------ THE RECORDS
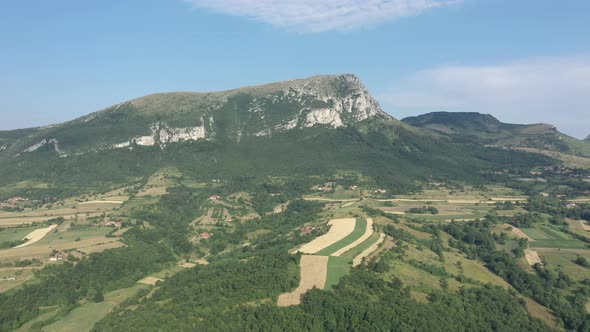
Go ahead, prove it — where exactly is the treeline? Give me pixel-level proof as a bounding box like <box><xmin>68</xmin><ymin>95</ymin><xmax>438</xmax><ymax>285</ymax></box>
<box><xmin>443</xmin><ymin>220</ymin><xmax>590</xmax><ymax>331</ymax></box>
<box><xmin>0</xmin><ymin>187</ymin><xmax>203</xmax><ymax>331</ymax></box>
<box><xmin>94</xmin><ymin>268</ymin><xmax>550</xmax><ymax>331</ymax></box>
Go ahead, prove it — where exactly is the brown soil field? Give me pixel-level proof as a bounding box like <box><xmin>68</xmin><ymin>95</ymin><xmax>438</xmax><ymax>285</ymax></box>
------------
Turn the records into a JSON list of strings with one string per line, skipping blank lines and omitting the pictures.

■ ANSWER TO THE TASK
[
  "Go ahead, prove it — where exactly is the treeline? Give me pixel-level proof as a bounding box like <box><xmin>68</xmin><ymin>95</ymin><xmax>438</xmax><ymax>285</ymax></box>",
  "<box><xmin>443</xmin><ymin>220</ymin><xmax>590</xmax><ymax>331</ymax></box>",
  "<box><xmin>0</xmin><ymin>187</ymin><xmax>203</xmax><ymax>331</ymax></box>",
  "<box><xmin>94</xmin><ymin>268</ymin><xmax>550</xmax><ymax>331</ymax></box>",
  "Go ahead, prove it — where exactly is the brown soil field? Give me pixel-level proof as a bounding box like <box><xmin>68</xmin><ymin>95</ymin><xmax>438</xmax><ymax>285</ymax></box>"
]